* [ASSIGNED TASK]
From the line with "# pick out the green lawn, one" to the line with "# pick out the parked", retype every line exactly, including those two, and leave out the rest of the data below.

(Collected data)

════════════════════

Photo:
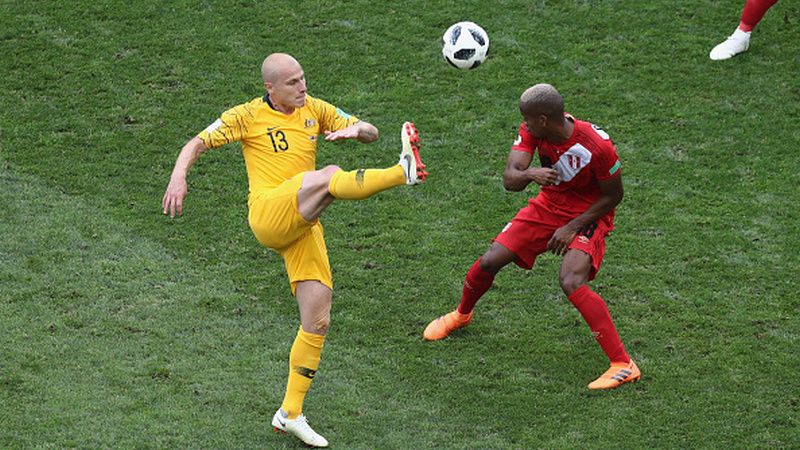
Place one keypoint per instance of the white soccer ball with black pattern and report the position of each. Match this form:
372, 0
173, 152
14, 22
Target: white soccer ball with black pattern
464, 45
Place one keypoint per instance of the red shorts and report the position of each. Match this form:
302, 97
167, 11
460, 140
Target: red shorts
529, 231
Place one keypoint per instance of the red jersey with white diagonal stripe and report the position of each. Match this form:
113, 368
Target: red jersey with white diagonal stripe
587, 157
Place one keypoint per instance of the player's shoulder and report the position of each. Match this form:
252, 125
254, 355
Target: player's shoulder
591, 135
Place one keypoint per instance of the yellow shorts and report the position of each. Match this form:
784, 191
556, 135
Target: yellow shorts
276, 222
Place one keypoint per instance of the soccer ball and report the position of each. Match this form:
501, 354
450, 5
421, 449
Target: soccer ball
464, 45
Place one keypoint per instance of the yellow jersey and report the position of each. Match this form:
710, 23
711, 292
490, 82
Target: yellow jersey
276, 146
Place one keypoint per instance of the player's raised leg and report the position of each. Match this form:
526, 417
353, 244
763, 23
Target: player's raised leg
321, 187
478, 280
739, 41
575, 270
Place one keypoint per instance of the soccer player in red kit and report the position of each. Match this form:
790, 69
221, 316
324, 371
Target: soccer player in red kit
581, 184
739, 41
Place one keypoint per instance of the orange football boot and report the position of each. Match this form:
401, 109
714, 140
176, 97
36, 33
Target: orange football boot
444, 325
616, 375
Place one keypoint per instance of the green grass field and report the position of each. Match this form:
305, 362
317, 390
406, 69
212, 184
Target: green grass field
120, 328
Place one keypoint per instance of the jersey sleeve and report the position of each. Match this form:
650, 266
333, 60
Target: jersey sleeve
231, 126
524, 141
332, 118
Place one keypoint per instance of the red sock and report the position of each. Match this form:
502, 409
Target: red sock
595, 313
476, 284
753, 12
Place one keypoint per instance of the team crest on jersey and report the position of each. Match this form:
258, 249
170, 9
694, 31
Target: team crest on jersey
571, 162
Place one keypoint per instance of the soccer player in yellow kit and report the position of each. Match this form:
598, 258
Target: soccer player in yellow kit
287, 195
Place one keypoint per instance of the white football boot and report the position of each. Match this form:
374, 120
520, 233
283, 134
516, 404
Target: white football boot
736, 43
298, 427
409, 156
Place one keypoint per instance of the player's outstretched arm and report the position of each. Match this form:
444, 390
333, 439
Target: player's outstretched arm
361, 131
519, 174
177, 187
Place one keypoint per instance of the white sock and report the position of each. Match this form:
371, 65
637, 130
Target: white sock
741, 35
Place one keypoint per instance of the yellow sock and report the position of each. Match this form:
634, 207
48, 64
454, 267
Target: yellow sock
363, 183
303, 363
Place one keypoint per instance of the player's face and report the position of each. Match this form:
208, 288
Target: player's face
536, 125
290, 89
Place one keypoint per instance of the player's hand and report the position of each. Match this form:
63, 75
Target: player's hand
559, 243
544, 176
346, 133
173, 197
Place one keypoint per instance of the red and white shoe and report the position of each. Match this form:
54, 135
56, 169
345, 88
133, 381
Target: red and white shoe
410, 161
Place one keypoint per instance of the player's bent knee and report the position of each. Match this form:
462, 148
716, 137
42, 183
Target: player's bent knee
321, 325
570, 282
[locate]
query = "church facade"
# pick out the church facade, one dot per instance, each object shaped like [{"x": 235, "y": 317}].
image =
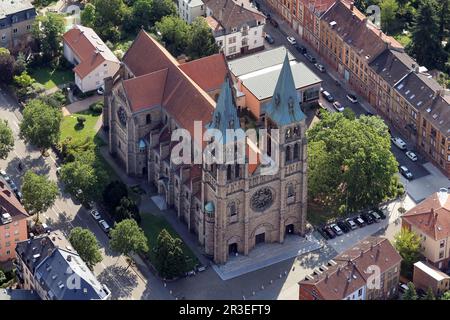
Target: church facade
[{"x": 231, "y": 207}]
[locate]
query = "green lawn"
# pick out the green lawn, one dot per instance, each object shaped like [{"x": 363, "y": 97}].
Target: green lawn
[
  {"x": 152, "y": 226},
  {"x": 50, "y": 78}
]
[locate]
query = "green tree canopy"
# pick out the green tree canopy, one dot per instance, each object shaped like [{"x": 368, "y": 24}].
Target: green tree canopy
[
  {"x": 128, "y": 238},
  {"x": 6, "y": 139},
  {"x": 86, "y": 244},
  {"x": 39, "y": 193},
  {"x": 174, "y": 33},
  {"x": 201, "y": 40},
  {"x": 350, "y": 162},
  {"x": 170, "y": 260},
  {"x": 408, "y": 245},
  {"x": 426, "y": 45},
  {"x": 48, "y": 31},
  {"x": 40, "y": 125}
]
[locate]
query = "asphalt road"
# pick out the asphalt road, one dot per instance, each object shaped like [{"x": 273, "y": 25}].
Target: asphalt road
[{"x": 134, "y": 283}]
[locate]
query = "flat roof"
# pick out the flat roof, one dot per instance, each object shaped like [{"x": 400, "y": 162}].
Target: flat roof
[
  {"x": 432, "y": 272},
  {"x": 258, "y": 61},
  {"x": 262, "y": 83}
]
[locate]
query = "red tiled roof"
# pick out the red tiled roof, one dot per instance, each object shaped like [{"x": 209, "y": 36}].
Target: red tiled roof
[
  {"x": 431, "y": 216},
  {"x": 145, "y": 91},
  {"x": 10, "y": 204},
  {"x": 183, "y": 99},
  {"x": 91, "y": 55},
  {"x": 208, "y": 72}
]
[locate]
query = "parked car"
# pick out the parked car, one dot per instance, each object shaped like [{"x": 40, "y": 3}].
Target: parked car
[
  {"x": 359, "y": 221},
  {"x": 338, "y": 106},
  {"x": 327, "y": 96},
  {"x": 104, "y": 225},
  {"x": 344, "y": 227},
  {"x": 405, "y": 172},
  {"x": 411, "y": 155},
  {"x": 352, "y": 98},
  {"x": 320, "y": 67},
  {"x": 310, "y": 58},
  {"x": 399, "y": 143},
  {"x": 269, "y": 38},
  {"x": 374, "y": 215},
  {"x": 367, "y": 218},
  {"x": 351, "y": 224},
  {"x": 292, "y": 40},
  {"x": 380, "y": 213},
  {"x": 336, "y": 229},
  {"x": 95, "y": 214},
  {"x": 331, "y": 234}
]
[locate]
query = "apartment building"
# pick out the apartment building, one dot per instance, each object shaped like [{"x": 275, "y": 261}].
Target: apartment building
[
  {"x": 370, "y": 270},
  {"x": 13, "y": 223},
  {"x": 237, "y": 26},
  {"x": 191, "y": 9},
  {"x": 16, "y": 19},
  {"x": 430, "y": 220},
  {"x": 48, "y": 265}
]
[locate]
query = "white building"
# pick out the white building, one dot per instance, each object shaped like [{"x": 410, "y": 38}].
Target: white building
[
  {"x": 191, "y": 9},
  {"x": 237, "y": 26},
  {"x": 93, "y": 60}
]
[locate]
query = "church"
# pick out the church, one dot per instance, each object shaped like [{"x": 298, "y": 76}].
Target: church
[{"x": 230, "y": 208}]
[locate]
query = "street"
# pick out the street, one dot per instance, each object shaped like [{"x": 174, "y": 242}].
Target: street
[{"x": 135, "y": 283}]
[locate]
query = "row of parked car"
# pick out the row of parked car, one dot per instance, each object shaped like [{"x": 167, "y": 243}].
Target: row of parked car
[
  {"x": 333, "y": 230},
  {"x": 12, "y": 185}
]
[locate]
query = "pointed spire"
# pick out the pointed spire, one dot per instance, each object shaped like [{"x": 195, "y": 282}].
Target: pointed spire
[
  {"x": 284, "y": 108},
  {"x": 225, "y": 115}
]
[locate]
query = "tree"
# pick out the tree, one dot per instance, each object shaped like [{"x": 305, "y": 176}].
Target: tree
[
  {"x": 6, "y": 139},
  {"x": 426, "y": 46},
  {"x": 201, "y": 40},
  {"x": 48, "y": 31},
  {"x": 174, "y": 33},
  {"x": 350, "y": 163},
  {"x": 128, "y": 238},
  {"x": 410, "y": 293},
  {"x": 87, "y": 16},
  {"x": 82, "y": 174},
  {"x": 39, "y": 193},
  {"x": 408, "y": 245},
  {"x": 40, "y": 125},
  {"x": 113, "y": 193},
  {"x": 127, "y": 209},
  {"x": 169, "y": 256},
  {"x": 6, "y": 65},
  {"x": 86, "y": 244},
  {"x": 429, "y": 295},
  {"x": 388, "y": 12}
]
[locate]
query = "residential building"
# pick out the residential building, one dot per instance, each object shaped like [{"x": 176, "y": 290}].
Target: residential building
[
  {"x": 231, "y": 208},
  {"x": 16, "y": 19},
  {"x": 13, "y": 223},
  {"x": 48, "y": 265},
  {"x": 191, "y": 9},
  {"x": 370, "y": 270},
  {"x": 430, "y": 220},
  {"x": 428, "y": 277},
  {"x": 256, "y": 75},
  {"x": 237, "y": 26},
  {"x": 93, "y": 60}
]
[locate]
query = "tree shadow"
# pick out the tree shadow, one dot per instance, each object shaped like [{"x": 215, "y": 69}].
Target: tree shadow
[{"x": 120, "y": 281}]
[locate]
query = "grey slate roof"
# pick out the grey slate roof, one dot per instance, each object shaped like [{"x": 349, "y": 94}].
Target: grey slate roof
[
  {"x": 393, "y": 65},
  {"x": 284, "y": 109},
  {"x": 258, "y": 61},
  {"x": 262, "y": 85}
]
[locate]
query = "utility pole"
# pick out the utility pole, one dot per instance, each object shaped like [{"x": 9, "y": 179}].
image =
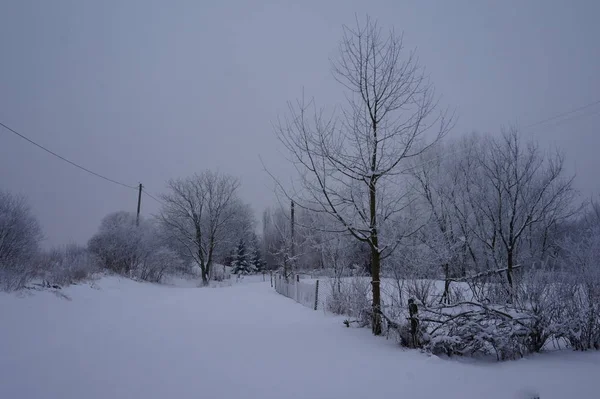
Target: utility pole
[
  {"x": 137, "y": 220},
  {"x": 293, "y": 247}
]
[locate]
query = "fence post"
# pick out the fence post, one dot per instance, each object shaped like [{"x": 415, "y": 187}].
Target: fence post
[{"x": 316, "y": 294}]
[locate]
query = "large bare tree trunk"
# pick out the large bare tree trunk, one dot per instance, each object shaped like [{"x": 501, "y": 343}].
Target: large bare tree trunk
[{"x": 349, "y": 164}]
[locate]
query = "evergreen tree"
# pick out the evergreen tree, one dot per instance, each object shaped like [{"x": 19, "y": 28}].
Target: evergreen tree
[
  {"x": 257, "y": 262},
  {"x": 241, "y": 264}
]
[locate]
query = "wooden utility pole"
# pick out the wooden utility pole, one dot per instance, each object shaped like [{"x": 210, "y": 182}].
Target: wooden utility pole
[
  {"x": 293, "y": 247},
  {"x": 137, "y": 220}
]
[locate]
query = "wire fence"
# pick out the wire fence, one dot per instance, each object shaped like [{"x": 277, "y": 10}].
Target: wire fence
[{"x": 305, "y": 293}]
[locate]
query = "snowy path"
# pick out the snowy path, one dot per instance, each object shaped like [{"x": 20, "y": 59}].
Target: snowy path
[{"x": 130, "y": 340}]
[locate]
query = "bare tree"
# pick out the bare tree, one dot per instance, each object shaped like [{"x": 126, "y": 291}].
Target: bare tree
[
  {"x": 349, "y": 163},
  {"x": 197, "y": 213},
  {"x": 519, "y": 196},
  {"x": 20, "y": 235}
]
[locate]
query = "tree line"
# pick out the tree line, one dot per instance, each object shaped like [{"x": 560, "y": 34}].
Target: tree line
[{"x": 203, "y": 222}]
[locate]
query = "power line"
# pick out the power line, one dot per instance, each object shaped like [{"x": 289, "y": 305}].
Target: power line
[
  {"x": 65, "y": 159},
  {"x": 521, "y": 128},
  {"x": 562, "y": 114},
  {"x": 151, "y": 196}
]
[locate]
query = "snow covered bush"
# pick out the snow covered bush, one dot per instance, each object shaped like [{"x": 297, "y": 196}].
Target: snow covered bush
[
  {"x": 350, "y": 297},
  {"x": 133, "y": 250},
  {"x": 67, "y": 265},
  {"x": 582, "y": 296},
  {"x": 20, "y": 235}
]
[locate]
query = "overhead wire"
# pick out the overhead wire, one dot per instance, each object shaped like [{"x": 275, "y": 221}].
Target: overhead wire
[{"x": 65, "y": 159}]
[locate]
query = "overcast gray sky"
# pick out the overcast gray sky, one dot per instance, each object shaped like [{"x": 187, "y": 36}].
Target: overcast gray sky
[{"x": 142, "y": 91}]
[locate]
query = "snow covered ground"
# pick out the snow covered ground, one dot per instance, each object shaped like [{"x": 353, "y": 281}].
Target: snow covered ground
[{"x": 123, "y": 339}]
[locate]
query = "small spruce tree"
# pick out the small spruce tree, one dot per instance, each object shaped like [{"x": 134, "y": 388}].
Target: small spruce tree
[
  {"x": 257, "y": 262},
  {"x": 241, "y": 264}
]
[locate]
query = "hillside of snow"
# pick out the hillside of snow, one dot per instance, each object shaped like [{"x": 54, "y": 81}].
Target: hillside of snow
[{"x": 118, "y": 338}]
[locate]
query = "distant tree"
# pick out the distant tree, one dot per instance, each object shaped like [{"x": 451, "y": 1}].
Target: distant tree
[
  {"x": 198, "y": 212},
  {"x": 20, "y": 236}
]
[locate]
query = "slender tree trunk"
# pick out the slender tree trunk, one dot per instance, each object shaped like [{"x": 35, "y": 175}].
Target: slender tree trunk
[
  {"x": 446, "y": 295},
  {"x": 509, "y": 274},
  {"x": 375, "y": 261}
]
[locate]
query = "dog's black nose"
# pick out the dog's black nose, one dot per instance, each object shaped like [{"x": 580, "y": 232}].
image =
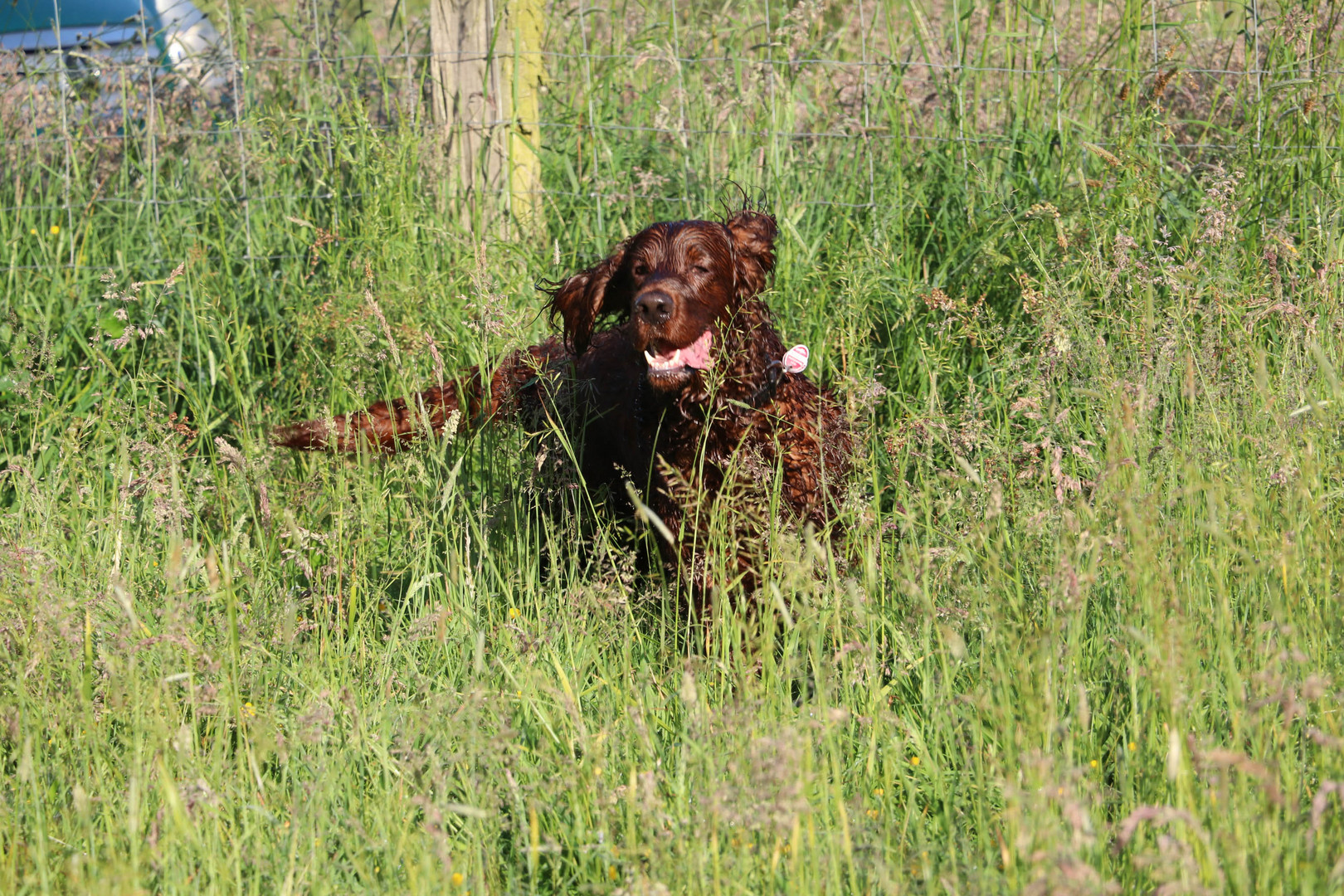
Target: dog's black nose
[{"x": 654, "y": 308}]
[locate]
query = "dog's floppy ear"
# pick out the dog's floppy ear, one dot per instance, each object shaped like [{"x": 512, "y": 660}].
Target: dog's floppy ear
[
  {"x": 753, "y": 249},
  {"x": 582, "y": 299}
]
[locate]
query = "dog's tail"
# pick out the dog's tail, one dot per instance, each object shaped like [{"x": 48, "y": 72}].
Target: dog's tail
[
  {"x": 383, "y": 426},
  {"x": 387, "y": 426}
]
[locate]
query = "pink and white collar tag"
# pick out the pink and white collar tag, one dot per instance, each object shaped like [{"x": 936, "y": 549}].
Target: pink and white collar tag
[{"x": 796, "y": 359}]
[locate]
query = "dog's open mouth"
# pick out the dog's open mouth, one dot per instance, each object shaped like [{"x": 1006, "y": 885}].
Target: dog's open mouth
[{"x": 678, "y": 363}]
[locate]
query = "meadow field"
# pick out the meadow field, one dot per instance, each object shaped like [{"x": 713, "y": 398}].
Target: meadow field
[{"x": 1074, "y": 268}]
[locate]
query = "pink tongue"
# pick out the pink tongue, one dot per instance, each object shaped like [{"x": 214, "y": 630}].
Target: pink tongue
[{"x": 698, "y": 353}]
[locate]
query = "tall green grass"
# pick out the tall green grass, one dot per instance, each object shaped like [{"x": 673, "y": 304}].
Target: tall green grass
[{"x": 1082, "y": 631}]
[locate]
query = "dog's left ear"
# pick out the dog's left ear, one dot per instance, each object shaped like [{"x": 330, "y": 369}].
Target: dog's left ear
[
  {"x": 582, "y": 299},
  {"x": 753, "y": 249}
]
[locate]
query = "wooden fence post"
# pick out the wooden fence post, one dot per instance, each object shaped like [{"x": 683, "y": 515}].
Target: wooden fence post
[{"x": 487, "y": 75}]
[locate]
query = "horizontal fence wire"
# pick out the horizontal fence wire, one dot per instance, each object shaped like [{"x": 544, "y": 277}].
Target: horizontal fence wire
[
  {"x": 258, "y": 62},
  {"x": 143, "y": 123}
]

════════════════════

* [YOUR SOLUTION]
# pick out the green lawn, one dot per instance, each object shaped like [{"x": 363, "y": 97}].
Target: green lawn
[
  {"x": 152, "y": 226},
  {"x": 50, "y": 78}
]
[locate]
query = "green tree canopy"
# pick out the green tree canopy, one dot per instance, each object shaped like [{"x": 368, "y": 24}].
Target: green tree canopy
[
  {"x": 128, "y": 238},
  {"x": 6, "y": 139},
  {"x": 86, "y": 244},
  {"x": 39, "y": 193},
  {"x": 174, "y": 33},
  {"x": 201, "y": 40},
  {"x": 350, "y": 162},
  {"x": 170, "y": 260},
  {"x": 408, "y": 245},
  {"x": 426, "y": 45},
  {"x": 48, "y": 31},
  {"x": 40, "y": 125}
]
[locate]
query = "asphalt road"
# pick out the asphalt road, one dot per instance, each object shaped like [{"x": 273, "y": 25}].
Target: asphalt road
[{"x": 134, "y": 283}]
[locate]
query = "flat roof"
# pick out the flat roof, one dot per instance, each object shaped like [{"x": 400, "y": 162}].
Target: flat roof
[
  {"x": 432, "y": 272},
  {"x": 258, "y": 61},
  {"x": 262, "y": 83}
]
[locate]
query = "red tiled roof"
# pick out the red tiled roof, one dot per instance, each object shaped like [{"x": 209, "y": 36}].
Target: red tiled roof
[
  {"x": 431, "y": 216},
  {"x": 145, "y": 91},
  {"x": 10, "y": 204},
  {"x": 183, "y": 99},
  {"x": 91, "y": 55},
  {"x": 208, "y": 72}
]
[locate]
query = "parked car"
# pick out the parked car, one dot per instance, each object shaped like [{"x": 40, "y": 3}].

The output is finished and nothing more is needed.